_Stated problem_
Find the line containing "Could you please outline every instance of the car". Return it and every line after it, unchanged, up to and including the last line.

------ Supplied entries

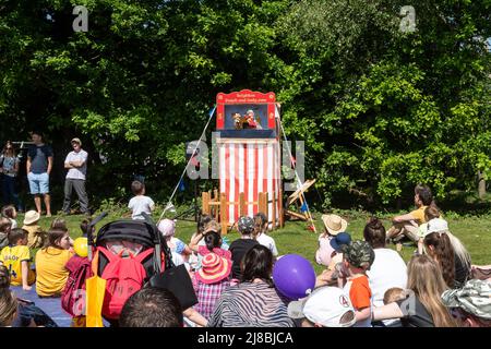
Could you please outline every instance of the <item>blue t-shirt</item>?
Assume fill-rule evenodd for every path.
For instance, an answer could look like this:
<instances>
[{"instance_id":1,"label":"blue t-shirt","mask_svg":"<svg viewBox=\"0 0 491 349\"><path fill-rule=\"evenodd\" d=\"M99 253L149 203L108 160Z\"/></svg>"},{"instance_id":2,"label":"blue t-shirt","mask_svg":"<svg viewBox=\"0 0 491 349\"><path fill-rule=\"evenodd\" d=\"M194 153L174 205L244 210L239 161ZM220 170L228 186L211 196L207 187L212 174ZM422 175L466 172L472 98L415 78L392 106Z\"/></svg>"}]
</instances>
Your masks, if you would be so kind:
<instances>
[{"instance_id":1,"label":"blue t-shirt","mask_svg":"<svg viewBox=\"0 0 491 349\"><path fill-rule=\"evenodd\" d=\"M48 171L48 157L52 156L49 145L32 145L27 155L31 158L31 172L38 174Z\"/></svg>"}]
</instances>

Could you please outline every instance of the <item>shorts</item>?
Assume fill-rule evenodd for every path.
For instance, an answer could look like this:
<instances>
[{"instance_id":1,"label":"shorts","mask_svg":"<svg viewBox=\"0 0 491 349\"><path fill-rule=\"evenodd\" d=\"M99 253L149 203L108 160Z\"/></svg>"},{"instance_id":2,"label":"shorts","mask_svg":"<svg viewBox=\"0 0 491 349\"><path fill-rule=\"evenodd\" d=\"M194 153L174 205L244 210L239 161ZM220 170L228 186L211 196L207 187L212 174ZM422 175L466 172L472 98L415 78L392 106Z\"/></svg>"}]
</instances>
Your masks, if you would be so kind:
<instances>
[{"instance_id":1,"label":"shorts","mask_svg":"<svg viewBox=\"0 0 491 349\"><path fill-rule=\"evenodd\" d=\"M33 173L27 174L29 181L31 194L47 194L49 193L49 176L48 172L44 173Z\"/></svg>"}]
</instances>

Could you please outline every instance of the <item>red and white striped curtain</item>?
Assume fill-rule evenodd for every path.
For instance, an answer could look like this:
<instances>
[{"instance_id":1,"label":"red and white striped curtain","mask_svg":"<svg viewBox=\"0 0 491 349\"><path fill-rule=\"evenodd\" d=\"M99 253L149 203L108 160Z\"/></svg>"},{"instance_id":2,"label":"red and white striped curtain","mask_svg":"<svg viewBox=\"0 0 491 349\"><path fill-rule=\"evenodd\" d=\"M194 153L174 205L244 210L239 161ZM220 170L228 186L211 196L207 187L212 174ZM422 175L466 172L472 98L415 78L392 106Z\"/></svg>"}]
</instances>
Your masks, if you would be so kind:
<instances>
[{"instance_id":1,"label":"red and white striped curtain","mask_svg":"<svg viewBox=\"0 0 491 349\"><path fill-rule=\"evenodd\" d=\"M276 200L278 224L282 205L279 191L280 151L279 142L273 140L221 139L217 141L219 151L220 193L227 194L229 202L239 202L244 193L246 202L258 202L259 193L267 192L268 201ZM247 204L247 215L252 217L259 210L258 204ZM268 203L268 221L273 221L273 203ZM239 205L229 205L228 222L239 219Z\"/></svg>"}]
</instances>

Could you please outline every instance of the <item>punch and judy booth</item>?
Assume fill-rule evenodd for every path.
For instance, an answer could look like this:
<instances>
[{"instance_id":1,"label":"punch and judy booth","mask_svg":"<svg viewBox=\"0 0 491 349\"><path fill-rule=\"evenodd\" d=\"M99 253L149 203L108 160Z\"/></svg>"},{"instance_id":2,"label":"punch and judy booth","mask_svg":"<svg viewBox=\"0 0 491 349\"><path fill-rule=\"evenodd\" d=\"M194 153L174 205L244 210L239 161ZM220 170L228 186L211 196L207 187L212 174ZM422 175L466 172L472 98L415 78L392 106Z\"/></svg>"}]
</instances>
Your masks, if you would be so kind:
<instances>
[{"instance_id":1,"label":"punch and judy booth","mask_svg":"<svg viewBox=\"0 0 491 349\"><path fill-rule=\"evenodd\" d=\"M267 215L270 228L283 225L280 144L275 94L248 89L216 97L219 197L203 193L203 212L219 207L232 226L240 216Z\"/></svg>"}]
</instances>

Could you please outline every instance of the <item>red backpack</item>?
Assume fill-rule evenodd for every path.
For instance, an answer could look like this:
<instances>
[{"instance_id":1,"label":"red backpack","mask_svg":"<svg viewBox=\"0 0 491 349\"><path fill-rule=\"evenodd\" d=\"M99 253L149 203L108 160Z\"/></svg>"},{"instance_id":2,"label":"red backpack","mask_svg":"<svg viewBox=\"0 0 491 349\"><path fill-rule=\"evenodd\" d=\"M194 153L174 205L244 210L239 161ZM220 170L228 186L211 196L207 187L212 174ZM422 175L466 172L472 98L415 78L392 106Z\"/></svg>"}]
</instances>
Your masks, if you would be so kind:
<instances>
[{"instance_id":1,"label":"red backpack","mask_svg":"<svg viewBox=\"0 0 491 349\"><path fill-rule=\"evenodd\" d=\"M61 293L61 308L72 316L84 315L85 280L93 276L91 262L74 255L64 267L70 274Z\"/></svg>"},{"instance_id":2,"label":"red backpack","mask_svg":"<svg viewBox=\"0 0 491 349\"><path fill-rule=\"evenodd\" d=\"M127 300L143 287L146 270L142 262L154 253L154 249L147 249L136 256L122 257L113 254L103 246L98 246L99 253L109 261L100 276L106 280L106 294L104 297L103 315L107 318L119 318Z\"/></svg>"}]
</instances>

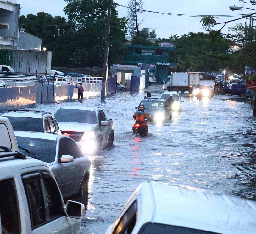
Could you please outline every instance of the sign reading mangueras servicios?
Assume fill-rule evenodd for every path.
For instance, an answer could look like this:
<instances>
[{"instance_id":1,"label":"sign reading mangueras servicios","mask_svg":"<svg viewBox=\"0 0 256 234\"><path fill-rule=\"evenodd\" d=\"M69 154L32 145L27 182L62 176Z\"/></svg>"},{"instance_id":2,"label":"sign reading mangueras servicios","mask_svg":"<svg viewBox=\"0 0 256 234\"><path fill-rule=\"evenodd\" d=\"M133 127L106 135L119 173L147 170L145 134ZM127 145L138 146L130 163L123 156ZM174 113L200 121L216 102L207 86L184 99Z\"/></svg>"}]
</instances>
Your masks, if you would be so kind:
<instances>
[{"instance_id":1,"label":"sign reading mangueras servicios","mask_svg":"<svg viewBox=\"0 0 256 234\"><path fill-rule=\"evenodd\" d=\"M142 49L142 55L154 55L155 51L151 49Z\"/></svg>"}]
</instances>

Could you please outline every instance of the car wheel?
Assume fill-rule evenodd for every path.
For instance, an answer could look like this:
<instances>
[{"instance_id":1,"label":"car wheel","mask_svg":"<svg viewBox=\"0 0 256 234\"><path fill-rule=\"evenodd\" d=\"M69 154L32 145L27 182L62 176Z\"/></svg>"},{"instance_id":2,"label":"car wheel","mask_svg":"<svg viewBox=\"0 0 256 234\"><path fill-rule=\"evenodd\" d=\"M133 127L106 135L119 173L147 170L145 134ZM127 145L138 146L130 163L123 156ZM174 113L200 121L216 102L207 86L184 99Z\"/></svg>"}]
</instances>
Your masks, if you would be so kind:
<instances>
[{"instance_id":1,"label":"car wheel","mask_svg":"<svg viewBox=\"0 0 256 234\"><path fill-rule=\"evenodd\" d=\"M107 147L108 148L111 147L113 145L113 143L114 142L114 138L115 138L115 132L113 132L112 133L109 134L109 139L108 140L108 145Z\"/></svg>"},{"instance_id":2,"label":"car wheel","mask_svg":"<svg viewBox=\"0 0 256 234\"><path fill-rule=\"evenodd\" d=\"M86 174L83 179L78 194L79 197L84 197L89 194L89 178L90 175L87 173Z\"/></svg>"},{"instance_id":3,"label":"car wheel","mask_svg":"<svg viewBox=\"0 0 256 234\"><path fill-rule=\"evenodd\" d=\"M240 93L240 96L241 97L244 97L244 93Z\"/></svg>"}]
</instances>

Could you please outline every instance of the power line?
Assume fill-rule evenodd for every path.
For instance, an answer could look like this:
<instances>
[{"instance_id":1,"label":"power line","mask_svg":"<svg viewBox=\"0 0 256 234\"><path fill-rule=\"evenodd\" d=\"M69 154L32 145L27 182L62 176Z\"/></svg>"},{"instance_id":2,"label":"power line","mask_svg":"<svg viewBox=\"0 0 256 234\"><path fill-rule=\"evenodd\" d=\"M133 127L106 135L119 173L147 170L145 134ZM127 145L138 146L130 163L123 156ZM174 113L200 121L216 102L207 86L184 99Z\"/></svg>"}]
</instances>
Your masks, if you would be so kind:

------------

_Result of the task_
Could you please outline every instance of the car wheel?
Assume fill-rule evenodd for every path.
For instance, an answer could look like this:
<instances>
[{"instance_id":1,"label":"car wheel","mask_svg":"<svg viewBox=\"0 0 256 234\"><path fill-rule=\"evenodd\" d=\"M69 154L32 145L27 182L62 176Z\"/></svg>"},{"instance_id":2,"label":"car wheel","mask_svg":"<svg viewBox=\"0 0 256 234\"><path fill-rule=\"evenodd\" d=\"M133 127L106 135L119 173L147 170L145 134ZM127 145L138 146L130 163L123 156ZM174 113L200 121L216 102L207 86L184 99Z\"/></svg>"}]
</instances>
Your masks, if you would be so kind:
<instances>
[{"instance_id":1,"label":"car wheel","mask_svg":"<svg viewBox=\"0 0 256 234\"><path fill-rule=\"evenodd\" d=\"M107 147L108 148L111 147L113 145L113 143L114 142L114 138L115 138L115 132L113 132L112 133L109 134L109 139L108 140L108 145Z\"/></svg>"},{"instance_id":2,"label":"car wheel","mask_svg":"<svg viewBox=\"0 0 256 234\"><path fill-rule=\"evenodd\" d=\"M86 174L83 179L78 194L79 197L84 197L89 194L89 178L90 175L87 173Z\"/></svg>"},{"instance_id":3,"label":"car wheel","mask_svg":"<svg viewBox=\"0 0 256 234\"><path fill-rule=\"evenodd\" d=\"M240 93L240 96L241 97L244 97L244 93Z\"/></svg>"}]
</instances>

Could you please outline every instance of the power line?
Assume fill-rule evenodd for every path.
For instance, an answer could look like this:
<instances>
[{"instance_id":1,"label":"power line","mask_svg":"<svg viewBox=\"0 0 256 234\"><path fill-rule=\"evenodd\" d=\"M69 154L32 145L27 182L62 176Z\"/></svg>"},{"instance_id":2,"label":"power line","mask_svg":"<svg viewBox=\"0 0 256 234\"><path fill-rule=\"evenodd\" d=\"M133 127L106 135L119 173L147 170L145 134ZM127 145L138 146L130 163L123 156ZM174 113L200 121L216 102L207 86L184 99Z\"/></svg>"}]
</instances>
Your masks, if you would be so kind:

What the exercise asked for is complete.